[DATA ROWS]

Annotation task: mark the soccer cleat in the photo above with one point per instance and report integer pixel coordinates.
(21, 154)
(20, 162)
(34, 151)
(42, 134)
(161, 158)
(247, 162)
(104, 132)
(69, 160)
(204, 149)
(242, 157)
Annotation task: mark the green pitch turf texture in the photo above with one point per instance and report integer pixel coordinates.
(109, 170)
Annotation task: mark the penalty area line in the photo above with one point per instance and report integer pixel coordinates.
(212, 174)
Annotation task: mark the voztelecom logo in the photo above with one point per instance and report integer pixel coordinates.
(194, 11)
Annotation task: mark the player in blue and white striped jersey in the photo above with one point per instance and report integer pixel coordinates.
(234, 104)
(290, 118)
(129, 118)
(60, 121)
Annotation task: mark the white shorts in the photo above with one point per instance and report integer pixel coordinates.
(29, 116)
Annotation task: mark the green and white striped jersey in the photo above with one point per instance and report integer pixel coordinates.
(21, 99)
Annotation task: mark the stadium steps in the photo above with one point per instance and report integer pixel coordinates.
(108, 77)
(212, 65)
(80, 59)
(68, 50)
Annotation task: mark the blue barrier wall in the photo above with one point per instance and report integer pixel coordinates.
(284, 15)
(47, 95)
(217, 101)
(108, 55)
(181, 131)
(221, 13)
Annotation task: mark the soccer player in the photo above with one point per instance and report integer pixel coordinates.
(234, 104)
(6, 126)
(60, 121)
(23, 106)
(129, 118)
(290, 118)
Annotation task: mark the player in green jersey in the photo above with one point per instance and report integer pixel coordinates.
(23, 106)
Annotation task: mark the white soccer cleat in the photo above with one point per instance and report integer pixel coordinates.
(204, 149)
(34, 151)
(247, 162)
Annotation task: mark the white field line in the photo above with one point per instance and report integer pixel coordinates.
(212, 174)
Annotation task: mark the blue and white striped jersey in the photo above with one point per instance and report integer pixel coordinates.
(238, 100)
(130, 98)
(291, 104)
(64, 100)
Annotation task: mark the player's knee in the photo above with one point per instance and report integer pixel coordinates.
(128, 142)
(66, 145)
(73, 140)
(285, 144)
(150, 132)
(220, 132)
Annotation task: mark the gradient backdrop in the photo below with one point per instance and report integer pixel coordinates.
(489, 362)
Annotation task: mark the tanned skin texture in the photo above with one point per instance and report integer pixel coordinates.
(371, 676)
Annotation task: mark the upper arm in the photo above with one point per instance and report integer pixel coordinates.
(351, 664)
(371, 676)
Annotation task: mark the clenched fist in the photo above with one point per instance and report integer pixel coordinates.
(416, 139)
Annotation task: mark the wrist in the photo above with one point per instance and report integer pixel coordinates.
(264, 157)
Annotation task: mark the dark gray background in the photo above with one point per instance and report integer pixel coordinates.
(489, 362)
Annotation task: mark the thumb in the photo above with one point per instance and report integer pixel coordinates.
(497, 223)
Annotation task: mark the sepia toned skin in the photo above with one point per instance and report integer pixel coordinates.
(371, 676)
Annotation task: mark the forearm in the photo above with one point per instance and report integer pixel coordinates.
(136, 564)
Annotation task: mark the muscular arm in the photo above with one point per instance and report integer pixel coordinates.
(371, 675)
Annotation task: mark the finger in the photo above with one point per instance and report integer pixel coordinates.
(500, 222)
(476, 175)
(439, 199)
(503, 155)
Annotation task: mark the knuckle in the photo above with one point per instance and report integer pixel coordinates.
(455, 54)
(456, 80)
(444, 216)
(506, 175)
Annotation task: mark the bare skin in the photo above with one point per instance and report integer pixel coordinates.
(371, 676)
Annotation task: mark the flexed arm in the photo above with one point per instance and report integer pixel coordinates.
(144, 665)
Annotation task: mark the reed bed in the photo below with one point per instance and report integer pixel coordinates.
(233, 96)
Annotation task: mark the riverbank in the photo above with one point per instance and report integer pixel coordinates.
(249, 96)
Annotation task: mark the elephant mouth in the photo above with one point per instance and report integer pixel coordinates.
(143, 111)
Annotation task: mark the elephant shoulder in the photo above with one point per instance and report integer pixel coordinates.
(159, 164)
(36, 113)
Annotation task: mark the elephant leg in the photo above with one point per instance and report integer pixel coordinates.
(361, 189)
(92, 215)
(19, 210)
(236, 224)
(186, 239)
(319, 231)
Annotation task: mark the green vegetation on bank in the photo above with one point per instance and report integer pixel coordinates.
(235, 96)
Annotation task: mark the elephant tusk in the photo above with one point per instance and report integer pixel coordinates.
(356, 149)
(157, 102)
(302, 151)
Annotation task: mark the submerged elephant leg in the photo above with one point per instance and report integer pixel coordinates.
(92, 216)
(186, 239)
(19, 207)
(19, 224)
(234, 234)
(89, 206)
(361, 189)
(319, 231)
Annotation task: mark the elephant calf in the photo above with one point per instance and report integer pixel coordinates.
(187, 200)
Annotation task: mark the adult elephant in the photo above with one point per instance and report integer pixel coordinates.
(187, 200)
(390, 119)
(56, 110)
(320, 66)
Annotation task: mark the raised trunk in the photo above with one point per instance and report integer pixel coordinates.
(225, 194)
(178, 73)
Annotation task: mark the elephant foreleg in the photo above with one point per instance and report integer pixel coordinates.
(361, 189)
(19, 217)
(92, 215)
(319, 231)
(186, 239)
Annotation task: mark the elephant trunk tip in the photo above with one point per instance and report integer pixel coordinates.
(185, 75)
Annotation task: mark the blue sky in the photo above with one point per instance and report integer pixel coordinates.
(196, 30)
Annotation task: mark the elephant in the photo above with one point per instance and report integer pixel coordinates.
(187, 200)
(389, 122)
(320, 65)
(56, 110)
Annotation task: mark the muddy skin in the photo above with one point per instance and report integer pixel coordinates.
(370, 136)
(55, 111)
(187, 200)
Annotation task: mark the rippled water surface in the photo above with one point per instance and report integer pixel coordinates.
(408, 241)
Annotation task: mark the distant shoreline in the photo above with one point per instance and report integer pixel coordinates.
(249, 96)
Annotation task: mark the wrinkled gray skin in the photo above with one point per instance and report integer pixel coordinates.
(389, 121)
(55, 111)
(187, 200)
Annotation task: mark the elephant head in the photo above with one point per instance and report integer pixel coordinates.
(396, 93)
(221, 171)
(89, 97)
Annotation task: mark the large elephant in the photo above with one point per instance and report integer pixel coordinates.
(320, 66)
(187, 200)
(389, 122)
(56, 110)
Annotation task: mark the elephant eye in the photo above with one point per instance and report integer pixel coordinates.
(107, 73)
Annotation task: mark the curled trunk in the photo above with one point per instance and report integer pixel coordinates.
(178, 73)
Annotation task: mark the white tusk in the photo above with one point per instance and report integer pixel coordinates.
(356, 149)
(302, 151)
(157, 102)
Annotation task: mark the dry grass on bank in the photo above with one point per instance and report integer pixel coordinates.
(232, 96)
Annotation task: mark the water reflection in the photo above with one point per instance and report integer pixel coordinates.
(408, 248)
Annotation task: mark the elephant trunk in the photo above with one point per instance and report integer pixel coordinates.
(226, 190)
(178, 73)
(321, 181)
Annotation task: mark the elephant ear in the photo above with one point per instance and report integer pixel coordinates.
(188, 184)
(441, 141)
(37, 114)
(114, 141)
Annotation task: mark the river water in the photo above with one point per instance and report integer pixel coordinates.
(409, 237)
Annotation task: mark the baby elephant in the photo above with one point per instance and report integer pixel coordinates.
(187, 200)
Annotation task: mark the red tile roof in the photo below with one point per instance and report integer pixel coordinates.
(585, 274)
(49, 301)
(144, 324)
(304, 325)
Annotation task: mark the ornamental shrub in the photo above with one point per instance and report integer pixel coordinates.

[WHAT YOU WILL DO]
Extract all the entries word for word.

[COMPLETE ANSWER]
Annotation task: mark the soccer cleat in the photo above with one point per instance and report integer pixel coordinates.
(21, 154)
(20, 162)
(34, 151)
(42, 134)
(161, 158)
(247, 162)
(104, 132)
(69, 160)
(204, 149)
(242, 157)
Annotation task: mark the green pitch turf texture in the photo above with one point per instance and report integer pixel coordinates.
(109, 170)
Annotation task: mark the penalty area line in the photo above with one point per instance and report integer pixel coordinates.
(212, 174)
Annotation task: mark the voztelecom logo in the photo above with one point per instance and report integer pixel coordinates.
(194, 11)
Annotation task: mark the player in blue and white striped jersey in the photo above with one point per instance and report integer pixel coordinates.
(234, 104)
(290, 118)
(129, 118)
(60, 121)
Annotation task: mark the white shorts in the photo above with one point per instance and report integer pixel coordinates.
(29, 116)
Annotation task: mark the green and white striped jersey in the photo above with one point per instance and report integer pixel coordinates.
(21, 99)
Annotation task: mark the stadium steps in the photo above with one point per instance and report integer pixel coordinates.
(108, 77)
(212, 65)
(80, 59)
(68, 50)
Annotation task: mark the blue barrier wall in the photo above with one point per instance and report integer pixel coordinates.
(284, 15)
(47, 95)
(217, 101)
(108, 55)
(181, 131)
(221, 13)
Annotation task: mark the soccer player in the photo above with one point per instance and report integer pixel coordinates.
(234, 104)
(6, 126)
(60, 121)
(23, 106)
(129, 118)
(290, 118)
Annotation task: mark the player in green jersey in the photo above with one point per instance and report integer pixel coordinates.
(23, 106)
Annotation task: mark the white soccer cleat in the photo above with one point per instance and report integer pixel coordinates.
(204, 149)
(34, 151)
(247, 162)
Annotation task: mark the white field line in the photo above with one point per instance and report integer pixel coordinates.
(212, 174)
Annotation task: mark the blue and white striped jersey in the photo above with one point per instance and report integer pixel coordinates.
(238, 100)
(130, 98)
(291, 104)
(64, 100)
Annotation task: mark the player's knee in the photo above with one point per instance and report integer pixel coordinates.
(128, 142)
(66, 145)
(73, 140)
(285, 144)
(150, 132)
(220, 132)
Annotation task: mark the gradient backdrop in the photo below with one point per instance and report integer pixel coordinates.
(489, 362)
Annotation task: mark the tanned skin texture in the photo above with one point per instance and report integer pixel coordinates.
(371, 676)
Annotation task: mark the upper arm in the photo above with one point per instance and report integer pixel coordinates.
(351, 664)
(371, 676)
Annotation task: mark the clenched fist in the photo above with one point per instance and report integer pixel coordinates.
(416, 139)
Annotation task: mark the wrist in the photo above with one point per instance and report integer pixel coordinates.
(264, 157)
Annotation task: mark the dark gray background in the photo above with one point per instance and report integer pixel coordinates.
(489, 362)
Annotation task: mark the thumb in the photo above with one point per instance and report integer pixel coordinates.
(497, 223)
Annotation task: mark the sepia toned skin in the photo above with one point per instance and report integer pixel coordinates.
(371, 676)
Annotation task: mark the forearm in the photo above with one point per instance and report integer pixel coordinates.
(136, 564)
Annotation task: mark the muscular arm in the photo above with one point per instance and report integer pixel coordinates.
(371, 675)
Annotation task: mark the finger in the photo above with one point per instance and report integer pixel coordinates.
(500, 222)
(476, 175)
(439, 199)
(503, 155)
Annotation task: mark the knuckle in the photo above with one point per instance and report integer pixel coordinates.
(455, 54)
(456, 80)
(444, 216)
(506, 175)
Annotation task: mark the bare skin in the photo above with one point per instance and report integer pixel coordinates.
(371, 676)
Annotation task: mark the flexed arm in the photo above with one point per instance and report integer pixel coordinates.
(144, 665)
Annotation task: mark the reed bed in the photo below with one point per instance and report integer pixel coordinates.
(233, 96)
Annotation task: mark the riverbank in the photo above with one point per instance and report integer pixel coordinates.
(249, 96)
Annotation task: mark the elephant mouth in the photo above with one point per instance and report integer pixel coordinates.
(143, 111)
Annotation task: mark the elephant shoulder in the photo above with one point per instance and report integer pixel coordinates.
(159, 164)
(36, 113)
Annotation task: mark the elephant leg in the photo above with one point per instance and report integer pixel coordinates.
(361, 189)
(92, 215)
(19, 210)
(236, 224)
(186, 239)
(319, 231)
Annotation task: mark the green vegetation on bank in the photo above with one point per instance and report integer pixel coordinates.
(235, 96)
Annotation task: mark the elephant tusk in the photo above with one point per instance and report integer pixel coordinates.
(356, 149)
(157, 102)
(302, 151)
Annotation task: mark the submerged elephant leg in the photo above with one point per instance and report integer pixel coordinates.
(92, 216)
(186, 239)
(19, 207)
(19, 224)
(234, 234)
(89, 206)
(361, 189)
(319, 231)
Annotation task: mark the elephant calf in the photo above with one point per instance and report integer pixel coordinates.
(187, 200)
Annotation task: mark the adult elephant in the photo above with one point per instance and report integer pixel coordinates.
(187, 200)
(390, 119)
(56, 110)
(320, 66)
Annotation task: mark the raised trunk in the photo above with one point per instance and report integer pixel coordinates.
(225, 194)
(178, 73)
Annotation task: mark the elephant foreleg in the photo above with one point per instance and report integer pixel coordinates.
(361, 189)
(19, 217)
(92, 215)
(319, 231)
(186, 239)
Annotation task: mark the elephant trunk tip in the photo above with one point per instance and report integer pixel coordinates.
(185, 75)
Annotation task: mark the blue sky in the photo above with one point per instance and report integer pixel coordinates.
(196, 30)
Annotation task: mark the elephant in the photo above with one point per instance and report integer pixel coordinates.
(187, 200)
(389, 122)
(320, 65)
(56, 110)
Annotation task: mark the muddy skin in the photo above with one point per instance and report integer pixel coordinates.
(370, 136)
(55, 111)
(187, 200)
Annotation task: mark the rippled water surface in the photo above with one point per instance and report integer pixel coordinates.
(408, 241)
Annotation task: mark the distant shoreline in the photo above with one point per instance and report integer pixel coordinates.
(249, 96)
Annotation task: mark the wrinkled gray skin in the photo above with one point per instance and report integer pixel coordinates.
(389, 121)
(55, 111)
(187, 200)
Annotation task: mark the elephant head in the photo above with one point per instance and report integer pixel coordinates.
(396, 93)
(221, 171)
(89, 97)
Annotation task: mark the large elephant in the photo above with one point per instance and report integer pixel coordinates.
(320, 66)
(187, 200)
(389, 122)
(56, 110)
Annotation task: mark the elephant eye in the photo above with one point per instance and report integer pixel coordinates.
(107, 73)
Annotation task: mark the curled trunk in the photo above with one point per instance and report integer pixel coordinates.
(178, 73)
Annotation task: mark the white tusk in the photo above with one point per instance and report integer pixel coordinates.
(356, 149)
(302, 151)
(157, 102)
Annotation task: mark the dry grass on bank in the photo above with one point per instance and report integer pixel coordinates.
(232, 96)
Annotation task: mark the water reflection in the photo above with one point per instance and report integer pixel coordinates.
(408, 248)
Annotation task: mark the elephant trunk in the photo above with one point per instance and report integer pixel coordinates.
(226, 190)
(178, 73)
(321, 181)
Annotation task: mark the elephant ear in the photo above with one point per instance and report integer pixel coordinates.
(188, 184)
(441, 141)
(37, 114)
(114, 141)
Annotation task: mark the river water in the photo above with one point per instance and report integer pixel coordinates.
(409, 237)
Annotation task: mark the baby elephant in the photo above with one point per instance and report integer pixel coordinates.
(187, 200)
Annotation task: mark the red tile roof in the photo below with one point per instance and report integer pixel coordinates.
(585, 274)
(49, 301)
(144, 324)
(304, 325)
Annotation task: mark the ornamental shrub in the photo above with one point per instance and report integer pixel coordinates.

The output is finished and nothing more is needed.